_Text excerpt_
Experts Disagree on Retiree Health-Cost Estimate
Fidelity Investments says that a 65-year-old couple retiring now without employer-provided health benefits will need $200,000 for out-of-pocket healthcare expenses during retirement, according to data it released this past week. Yet many financial planners and other observers think that is way too little.
“People don’t have a clue as to what they’ll need in the future,” says Ron Roge, a wealth manager in Bohemia, N.Y. “The numbers are frightening.” He has increased the life-span expectancy of his clients to 100, for retirement-planning purposes.
The Employee Benefit Research Institute (EBRI), a research organization in Washington, estimates that people could need twice as much as Fidelity predicted because it based its numbers on life expectancies of 82 years for men and 85 for women.
Financial experts are concerned not only because longer life expectancies could make healthcare costs even more burdensome for many Americans, but also because Medicare premiums are expected to rise and more workers will probably lose their company benefits.

_Data extract_
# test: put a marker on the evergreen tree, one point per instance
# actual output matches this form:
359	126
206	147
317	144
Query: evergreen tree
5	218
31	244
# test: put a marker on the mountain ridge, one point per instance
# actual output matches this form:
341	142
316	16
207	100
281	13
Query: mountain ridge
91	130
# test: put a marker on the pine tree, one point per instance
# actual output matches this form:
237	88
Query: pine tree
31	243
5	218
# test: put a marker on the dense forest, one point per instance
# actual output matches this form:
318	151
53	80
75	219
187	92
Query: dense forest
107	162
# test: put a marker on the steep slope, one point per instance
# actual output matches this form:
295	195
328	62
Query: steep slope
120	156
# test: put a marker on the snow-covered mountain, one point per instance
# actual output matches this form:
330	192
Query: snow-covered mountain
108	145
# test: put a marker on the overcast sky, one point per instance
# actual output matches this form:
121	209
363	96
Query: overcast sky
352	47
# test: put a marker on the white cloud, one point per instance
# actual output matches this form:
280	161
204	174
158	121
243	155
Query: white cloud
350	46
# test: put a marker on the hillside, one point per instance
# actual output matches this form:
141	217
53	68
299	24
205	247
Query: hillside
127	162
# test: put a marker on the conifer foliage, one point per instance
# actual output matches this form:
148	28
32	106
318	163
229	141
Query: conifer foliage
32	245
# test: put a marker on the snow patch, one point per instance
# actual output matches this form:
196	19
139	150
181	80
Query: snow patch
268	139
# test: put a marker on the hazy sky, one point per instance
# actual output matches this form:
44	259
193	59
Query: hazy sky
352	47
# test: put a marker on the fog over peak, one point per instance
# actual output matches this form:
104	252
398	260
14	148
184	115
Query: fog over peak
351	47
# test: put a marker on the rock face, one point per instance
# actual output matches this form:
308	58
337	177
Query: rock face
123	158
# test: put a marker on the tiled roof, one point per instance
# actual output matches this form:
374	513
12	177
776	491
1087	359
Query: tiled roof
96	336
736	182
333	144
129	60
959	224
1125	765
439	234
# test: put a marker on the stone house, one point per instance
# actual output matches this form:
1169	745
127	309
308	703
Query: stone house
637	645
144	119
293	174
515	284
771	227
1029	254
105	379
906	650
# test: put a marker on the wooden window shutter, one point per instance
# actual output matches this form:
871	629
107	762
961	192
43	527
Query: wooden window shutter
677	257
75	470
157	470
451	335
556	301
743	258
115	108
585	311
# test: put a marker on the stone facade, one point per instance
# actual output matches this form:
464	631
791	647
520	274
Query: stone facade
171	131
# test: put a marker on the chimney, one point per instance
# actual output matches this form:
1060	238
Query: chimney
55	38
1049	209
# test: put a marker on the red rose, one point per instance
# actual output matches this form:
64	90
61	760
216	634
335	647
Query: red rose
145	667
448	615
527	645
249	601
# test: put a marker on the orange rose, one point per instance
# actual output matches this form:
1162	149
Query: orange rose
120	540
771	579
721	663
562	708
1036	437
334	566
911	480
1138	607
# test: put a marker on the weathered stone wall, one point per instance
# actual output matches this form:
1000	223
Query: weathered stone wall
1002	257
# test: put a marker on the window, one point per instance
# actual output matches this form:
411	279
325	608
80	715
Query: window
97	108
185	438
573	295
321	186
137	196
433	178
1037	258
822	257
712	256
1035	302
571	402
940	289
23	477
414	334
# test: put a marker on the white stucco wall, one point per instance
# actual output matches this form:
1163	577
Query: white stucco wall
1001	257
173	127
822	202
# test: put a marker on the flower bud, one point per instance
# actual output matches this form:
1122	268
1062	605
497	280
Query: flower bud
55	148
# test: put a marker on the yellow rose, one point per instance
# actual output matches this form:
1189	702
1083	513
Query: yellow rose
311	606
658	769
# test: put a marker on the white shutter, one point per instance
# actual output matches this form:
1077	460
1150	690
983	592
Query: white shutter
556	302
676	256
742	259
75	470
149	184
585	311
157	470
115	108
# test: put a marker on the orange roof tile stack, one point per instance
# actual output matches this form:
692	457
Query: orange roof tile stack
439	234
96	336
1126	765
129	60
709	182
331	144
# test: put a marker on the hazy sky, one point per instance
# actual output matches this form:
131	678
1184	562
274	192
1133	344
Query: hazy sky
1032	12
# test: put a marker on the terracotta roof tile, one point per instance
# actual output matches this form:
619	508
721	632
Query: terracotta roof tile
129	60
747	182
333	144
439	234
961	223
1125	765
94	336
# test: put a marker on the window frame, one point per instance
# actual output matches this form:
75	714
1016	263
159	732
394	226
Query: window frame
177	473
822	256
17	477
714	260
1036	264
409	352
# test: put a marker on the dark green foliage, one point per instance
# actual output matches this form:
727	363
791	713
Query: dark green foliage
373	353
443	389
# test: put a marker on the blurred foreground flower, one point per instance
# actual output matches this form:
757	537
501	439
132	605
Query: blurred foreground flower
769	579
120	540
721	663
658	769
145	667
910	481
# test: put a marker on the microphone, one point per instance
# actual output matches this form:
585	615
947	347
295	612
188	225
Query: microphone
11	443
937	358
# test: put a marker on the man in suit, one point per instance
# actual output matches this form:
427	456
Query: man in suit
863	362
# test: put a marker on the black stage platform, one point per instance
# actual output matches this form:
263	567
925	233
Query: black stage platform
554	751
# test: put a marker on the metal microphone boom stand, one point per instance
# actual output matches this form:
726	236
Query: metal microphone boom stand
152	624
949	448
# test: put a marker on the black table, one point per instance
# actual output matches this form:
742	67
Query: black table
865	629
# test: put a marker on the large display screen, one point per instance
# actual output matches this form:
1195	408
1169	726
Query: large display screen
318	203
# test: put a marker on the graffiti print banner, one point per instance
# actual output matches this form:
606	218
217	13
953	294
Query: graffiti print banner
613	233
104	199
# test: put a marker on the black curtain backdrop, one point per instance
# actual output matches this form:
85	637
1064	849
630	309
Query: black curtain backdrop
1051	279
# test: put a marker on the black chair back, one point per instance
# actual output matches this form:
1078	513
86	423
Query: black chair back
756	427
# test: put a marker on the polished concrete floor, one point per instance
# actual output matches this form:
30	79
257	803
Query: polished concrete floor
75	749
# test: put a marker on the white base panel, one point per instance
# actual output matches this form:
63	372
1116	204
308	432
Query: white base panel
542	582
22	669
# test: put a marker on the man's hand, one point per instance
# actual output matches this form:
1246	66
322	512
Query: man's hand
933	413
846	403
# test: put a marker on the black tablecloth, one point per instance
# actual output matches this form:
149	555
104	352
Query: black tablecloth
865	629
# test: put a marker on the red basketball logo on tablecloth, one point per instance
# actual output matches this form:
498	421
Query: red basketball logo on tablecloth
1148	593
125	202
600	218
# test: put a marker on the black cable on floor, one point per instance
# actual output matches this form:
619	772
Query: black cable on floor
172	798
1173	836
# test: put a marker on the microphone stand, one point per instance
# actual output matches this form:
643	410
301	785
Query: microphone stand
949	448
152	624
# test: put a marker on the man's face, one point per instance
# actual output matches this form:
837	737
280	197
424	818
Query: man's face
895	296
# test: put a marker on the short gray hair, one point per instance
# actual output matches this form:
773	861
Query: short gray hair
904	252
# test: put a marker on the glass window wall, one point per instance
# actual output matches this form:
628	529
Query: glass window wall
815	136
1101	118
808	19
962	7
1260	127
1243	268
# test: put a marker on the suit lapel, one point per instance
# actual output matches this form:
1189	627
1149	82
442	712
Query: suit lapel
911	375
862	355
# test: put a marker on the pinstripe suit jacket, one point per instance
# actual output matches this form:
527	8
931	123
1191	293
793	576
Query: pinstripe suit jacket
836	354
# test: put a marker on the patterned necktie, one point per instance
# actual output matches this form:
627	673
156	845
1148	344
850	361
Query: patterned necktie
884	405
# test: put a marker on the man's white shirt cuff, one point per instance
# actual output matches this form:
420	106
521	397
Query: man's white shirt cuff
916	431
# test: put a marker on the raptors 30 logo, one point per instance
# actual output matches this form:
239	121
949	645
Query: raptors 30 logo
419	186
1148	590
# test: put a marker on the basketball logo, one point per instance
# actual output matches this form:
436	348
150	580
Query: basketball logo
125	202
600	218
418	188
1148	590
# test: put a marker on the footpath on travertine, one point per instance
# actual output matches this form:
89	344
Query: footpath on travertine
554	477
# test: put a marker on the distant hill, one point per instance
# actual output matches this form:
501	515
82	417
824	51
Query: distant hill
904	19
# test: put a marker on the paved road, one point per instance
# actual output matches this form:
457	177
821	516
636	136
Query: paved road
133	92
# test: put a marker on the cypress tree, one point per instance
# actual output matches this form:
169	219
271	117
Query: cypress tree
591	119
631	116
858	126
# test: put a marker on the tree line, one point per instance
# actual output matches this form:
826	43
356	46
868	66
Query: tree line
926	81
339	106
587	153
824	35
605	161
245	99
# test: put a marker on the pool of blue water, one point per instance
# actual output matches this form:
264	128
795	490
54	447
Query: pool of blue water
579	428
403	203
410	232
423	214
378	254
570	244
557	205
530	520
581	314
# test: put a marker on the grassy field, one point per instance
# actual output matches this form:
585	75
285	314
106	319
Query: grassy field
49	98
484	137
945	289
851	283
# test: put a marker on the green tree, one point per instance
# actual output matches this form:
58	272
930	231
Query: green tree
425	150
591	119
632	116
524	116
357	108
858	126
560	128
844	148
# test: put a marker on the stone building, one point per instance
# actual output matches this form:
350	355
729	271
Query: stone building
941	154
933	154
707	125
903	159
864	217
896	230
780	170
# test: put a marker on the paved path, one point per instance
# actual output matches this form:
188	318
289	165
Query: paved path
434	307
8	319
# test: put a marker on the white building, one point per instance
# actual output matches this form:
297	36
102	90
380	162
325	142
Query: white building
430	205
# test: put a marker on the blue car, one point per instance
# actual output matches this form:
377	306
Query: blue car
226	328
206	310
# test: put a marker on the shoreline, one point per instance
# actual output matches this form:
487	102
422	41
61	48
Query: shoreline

_Exercise set_
[1] Using the article on retiree health costs, answer each question:
(a) How much does Fidelity say a 65-year-old couple retiring now without employer-provided health benefits will need for out-of-pocket healthcare expenses?
(b) To what age has Ron Roge increased his clients' life-span expectancy for retirement-planning purposes?
(c) On which life expectancies for men and for women did Fidelity base its numbers?
[2] Decide whether each statement agrees with the article on retiree health costs. Answer yes or no and quote the words that decide it.
(a) The Employee Benefit Research Institute is located in Washington.
(b) Ron Roge is a wealth manager based in Boston.
(c) Medicare premiums are expected to decrease.

_Task-by-task solutions_
[1]
(a) $200,000
(b) 100
(c) 82 years for men and 85 for women

[2]
(a) Yes: "a research organization in Washington"
(b) No: "a wealth manager in Bohemia, N.Y."
(c) No: "Medicare premiums are expected to rise"